▶ **Exercise text**:
Linda Sandström
Linda Sandström, PhD-student at Luleå University of Technology. Photo: Sofia Stridsman View original picture , opens in new tab/window

Nurses' experiences of trauma alerts

Published: 9 September 2016

Secure about their own skills – but sometimes a feeling of inadequacy. That summarizes Swedish critical care nurses' experiences of dealing with trauma alerts, shows a new study by Linda Sandström, PhD student at Luleå University of Technology.

Linda Sandström is a specialist nurse in surgical care and a PhD student in Nursing at the Luleå University of Technology. She has conducted two studies within the project "To suffer from a trauma – the acute stage and life after an accident."

– The existing research regarding trauma care are often made from a strict medical point of view; Measuring the mortality rate and absence from work and so on. But the road to recovery for a severely injured patient seldom depends only on medical factors. How the patient perceives the care also affects the recovery. It is important that we, by research, can learn more on how to improve the care for trauma patients, says Linda Sandström.

In one of her studies, ”Experiences of nursing patients suffering from trauma – preparing for the unexpected”, she interviewed 15 specialist nurses in the intensive care unit (ICU) at a medium-sized Swedish hospital, with approximately 300 trauma alarms each year.

Sandström’s study shows that the critical care nurses are secure about their own training and skills and ability to handle a trauma situation. The nurses can evaluate, prioritize and take the necessary measures for the situation, making sure the trauma patients receive the best possible care possible. But the nurses can simultaneously feel inadequate:

– When the trauma pager goes off, they must leave the patients in the ICU, who are also in great need of care, behind. Although there are other nurses there to cover up, this sometimes make the critical care nurses feel inadequate, says Linda Sandström.

▶ **Raw data**:
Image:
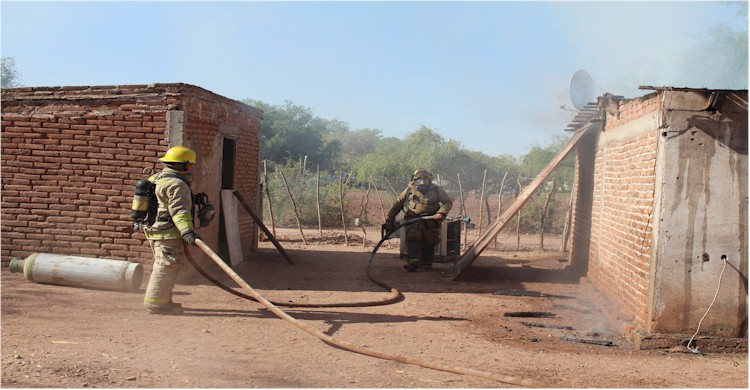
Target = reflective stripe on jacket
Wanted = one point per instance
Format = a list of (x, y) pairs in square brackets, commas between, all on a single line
[(174, 216), (418, 203)]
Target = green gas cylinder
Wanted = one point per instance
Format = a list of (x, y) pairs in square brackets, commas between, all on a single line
[(76, 271)]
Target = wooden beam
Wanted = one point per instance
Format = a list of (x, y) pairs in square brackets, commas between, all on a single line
[(475, 250)]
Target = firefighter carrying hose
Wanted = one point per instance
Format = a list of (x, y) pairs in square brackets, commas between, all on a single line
[(173, 224), (421, 198)]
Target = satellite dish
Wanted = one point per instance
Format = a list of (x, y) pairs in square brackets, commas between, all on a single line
[(581, 89)]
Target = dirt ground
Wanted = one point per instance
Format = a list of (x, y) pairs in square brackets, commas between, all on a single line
[(56, 336)]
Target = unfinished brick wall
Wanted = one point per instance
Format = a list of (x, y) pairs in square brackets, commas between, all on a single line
[(612, 218), (660, 200), (71, 156)]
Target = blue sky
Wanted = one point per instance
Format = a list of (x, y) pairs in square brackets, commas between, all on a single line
[(491, 75)]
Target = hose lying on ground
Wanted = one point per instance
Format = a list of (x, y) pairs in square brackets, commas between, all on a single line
[(394, 296), (351, 347)]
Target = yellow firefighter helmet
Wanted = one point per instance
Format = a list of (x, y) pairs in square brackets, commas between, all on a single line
[(179, 154)]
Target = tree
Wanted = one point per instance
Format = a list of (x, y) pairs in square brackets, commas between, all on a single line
[(291, 132), (10, 76)]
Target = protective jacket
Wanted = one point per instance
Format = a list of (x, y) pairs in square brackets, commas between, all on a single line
[(429, 201), (174, 215)]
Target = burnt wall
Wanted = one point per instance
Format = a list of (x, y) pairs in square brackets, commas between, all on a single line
[(661, 202)]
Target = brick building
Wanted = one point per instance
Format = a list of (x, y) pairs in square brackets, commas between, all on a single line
[(71, 157), (661, 201)]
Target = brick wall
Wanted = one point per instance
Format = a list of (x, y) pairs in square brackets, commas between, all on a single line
[(71, 156), (612, 223)]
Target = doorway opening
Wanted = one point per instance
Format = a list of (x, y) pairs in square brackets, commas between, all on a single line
[(228, 154)]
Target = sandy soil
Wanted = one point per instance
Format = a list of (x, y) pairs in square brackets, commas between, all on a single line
[(56, 336)]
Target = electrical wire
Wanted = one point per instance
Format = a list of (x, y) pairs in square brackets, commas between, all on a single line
[(718, 287)]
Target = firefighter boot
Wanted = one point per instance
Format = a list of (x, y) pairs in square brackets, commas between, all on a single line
[(412, 255)]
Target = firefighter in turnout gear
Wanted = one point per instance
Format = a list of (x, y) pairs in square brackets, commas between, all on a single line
[(421, 198), (173, 225)]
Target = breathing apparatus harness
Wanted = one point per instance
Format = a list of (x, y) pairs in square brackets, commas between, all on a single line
[(143, 210)]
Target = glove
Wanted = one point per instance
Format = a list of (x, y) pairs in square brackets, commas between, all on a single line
[(190, 237)]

▶ **Required actions**:
1 > List everything the article on nurses' experiences of trauma alerts says the critical care nurses are secure about.
2 > Update the passage of the trauma alert article that opens with the words "In one of her" and closes with "inadequate, says Linda Sandström.", changing every "critical care nurses" to "ICU nurses".
This material has no connection to the article on nurses' experiences of trauma alerts.

▶ **Task-by-task results**:
1 >
Their own training
Their skills
Their ability to handle a trauma situation

2 >
In one of her studies, ”Experiences of nursing patients suffering from trauma – preparing for the unexpected”, she interviewed 15 specialist nurses in the intensive care unit (ICU) at a medium-sized Swedish hospital, with approximately 300 trauma alarms each year.

Sandström’s study shows that the ICU nurses are secure about their own training and skills and ability to handle a trauma situation. The nurses can evaluate, prioritize and take the necessary measures for the situation, making sure the trauma patients receive the best possible care possible. But the nurses can simultaneously feel inadequate:

– When the trauma pager goes off, they must leave the patients in the ICU, who are also in great need of care, behind. Although there are other nurses there to cover up, this sometimes make the ICU nurses feel inadequate, says Linda Sandström.